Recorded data
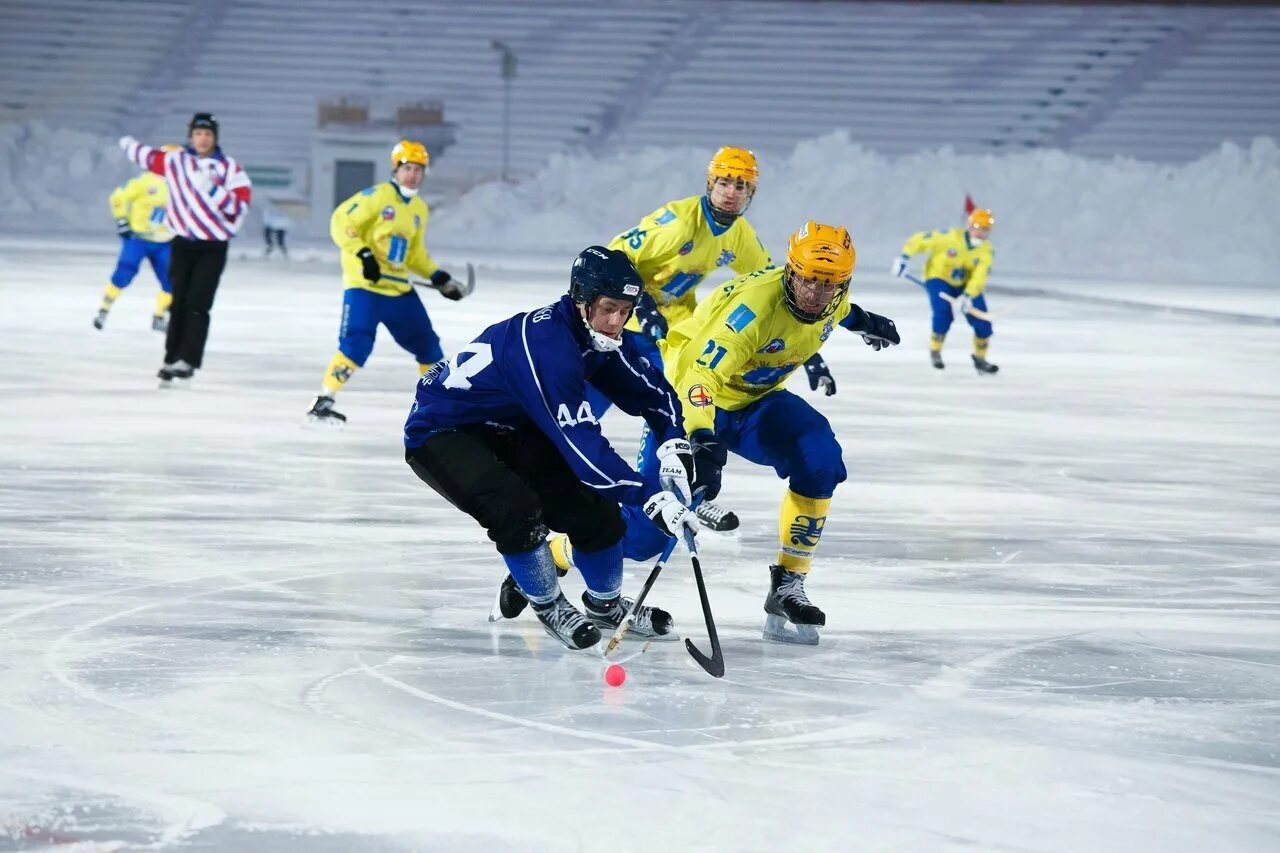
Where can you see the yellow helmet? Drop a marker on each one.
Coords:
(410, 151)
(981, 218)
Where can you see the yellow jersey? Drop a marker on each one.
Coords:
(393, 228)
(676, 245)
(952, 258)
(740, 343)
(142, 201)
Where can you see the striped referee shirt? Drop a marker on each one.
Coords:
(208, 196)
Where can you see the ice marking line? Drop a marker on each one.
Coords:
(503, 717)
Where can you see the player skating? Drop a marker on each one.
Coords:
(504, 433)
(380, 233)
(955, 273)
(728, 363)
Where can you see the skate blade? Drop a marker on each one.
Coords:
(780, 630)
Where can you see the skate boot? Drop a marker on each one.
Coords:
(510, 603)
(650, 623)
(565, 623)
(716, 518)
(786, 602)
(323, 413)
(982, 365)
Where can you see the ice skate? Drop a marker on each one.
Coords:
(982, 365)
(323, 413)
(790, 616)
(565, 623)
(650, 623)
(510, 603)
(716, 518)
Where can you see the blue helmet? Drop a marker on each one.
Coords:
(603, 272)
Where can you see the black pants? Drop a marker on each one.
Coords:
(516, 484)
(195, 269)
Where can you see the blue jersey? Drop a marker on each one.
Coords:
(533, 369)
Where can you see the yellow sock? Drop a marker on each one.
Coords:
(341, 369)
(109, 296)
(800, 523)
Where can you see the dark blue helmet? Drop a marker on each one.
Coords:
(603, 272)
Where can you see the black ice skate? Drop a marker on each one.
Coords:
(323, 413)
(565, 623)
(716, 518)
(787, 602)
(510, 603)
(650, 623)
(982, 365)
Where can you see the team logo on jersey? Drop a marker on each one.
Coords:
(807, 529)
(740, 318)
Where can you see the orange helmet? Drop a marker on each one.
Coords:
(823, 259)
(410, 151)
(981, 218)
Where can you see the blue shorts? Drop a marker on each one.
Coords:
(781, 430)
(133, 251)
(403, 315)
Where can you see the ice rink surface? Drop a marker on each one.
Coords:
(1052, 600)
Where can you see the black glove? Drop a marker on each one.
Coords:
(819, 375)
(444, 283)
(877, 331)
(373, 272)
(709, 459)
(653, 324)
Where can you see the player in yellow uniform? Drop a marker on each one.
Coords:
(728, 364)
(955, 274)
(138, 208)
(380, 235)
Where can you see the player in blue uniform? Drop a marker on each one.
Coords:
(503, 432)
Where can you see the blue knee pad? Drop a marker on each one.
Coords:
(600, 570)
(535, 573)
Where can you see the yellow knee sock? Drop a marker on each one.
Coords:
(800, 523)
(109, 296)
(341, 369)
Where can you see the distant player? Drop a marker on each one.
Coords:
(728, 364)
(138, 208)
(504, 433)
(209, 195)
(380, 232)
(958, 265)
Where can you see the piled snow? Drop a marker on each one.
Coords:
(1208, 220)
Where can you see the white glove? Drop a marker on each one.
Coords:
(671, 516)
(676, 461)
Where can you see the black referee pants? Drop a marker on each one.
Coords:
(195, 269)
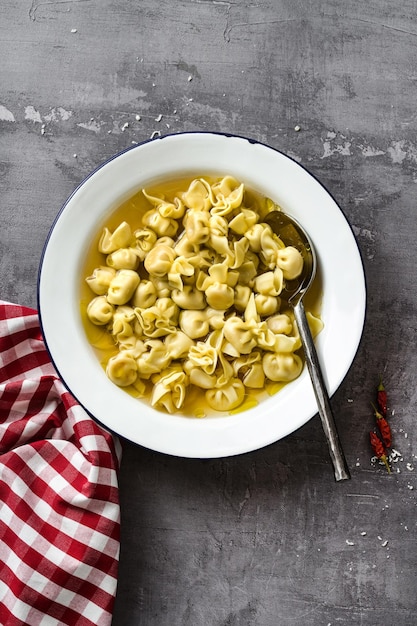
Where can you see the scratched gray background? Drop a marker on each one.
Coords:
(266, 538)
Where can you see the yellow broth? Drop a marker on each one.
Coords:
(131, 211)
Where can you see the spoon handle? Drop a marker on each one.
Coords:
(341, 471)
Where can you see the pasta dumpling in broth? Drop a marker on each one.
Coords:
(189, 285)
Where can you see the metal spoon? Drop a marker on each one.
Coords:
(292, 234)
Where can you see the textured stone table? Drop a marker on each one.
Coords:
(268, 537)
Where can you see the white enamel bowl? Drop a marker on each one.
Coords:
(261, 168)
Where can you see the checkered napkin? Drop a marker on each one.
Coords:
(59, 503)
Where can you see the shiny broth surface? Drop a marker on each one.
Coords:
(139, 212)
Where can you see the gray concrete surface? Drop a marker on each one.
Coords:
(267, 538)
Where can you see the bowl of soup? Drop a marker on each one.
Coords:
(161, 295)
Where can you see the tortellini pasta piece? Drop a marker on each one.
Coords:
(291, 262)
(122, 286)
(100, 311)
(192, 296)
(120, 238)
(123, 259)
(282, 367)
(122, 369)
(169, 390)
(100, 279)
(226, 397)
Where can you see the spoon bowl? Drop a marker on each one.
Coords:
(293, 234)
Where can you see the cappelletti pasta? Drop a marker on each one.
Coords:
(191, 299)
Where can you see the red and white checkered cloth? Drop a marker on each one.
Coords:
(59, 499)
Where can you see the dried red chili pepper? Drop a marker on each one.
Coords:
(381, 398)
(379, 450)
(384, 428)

* [Objective]: Rewrite the stretch from the line containing "Where can you see the dried" through the end of the material, changing "Drop a marker" to "Place a pin" and leaving everything else as it is.

* [Completed exercise]:
Where can you see the dried red chili pepper? Place a pin on each one.
Coords:
(381, 398)
(379, 450)
(384, 428)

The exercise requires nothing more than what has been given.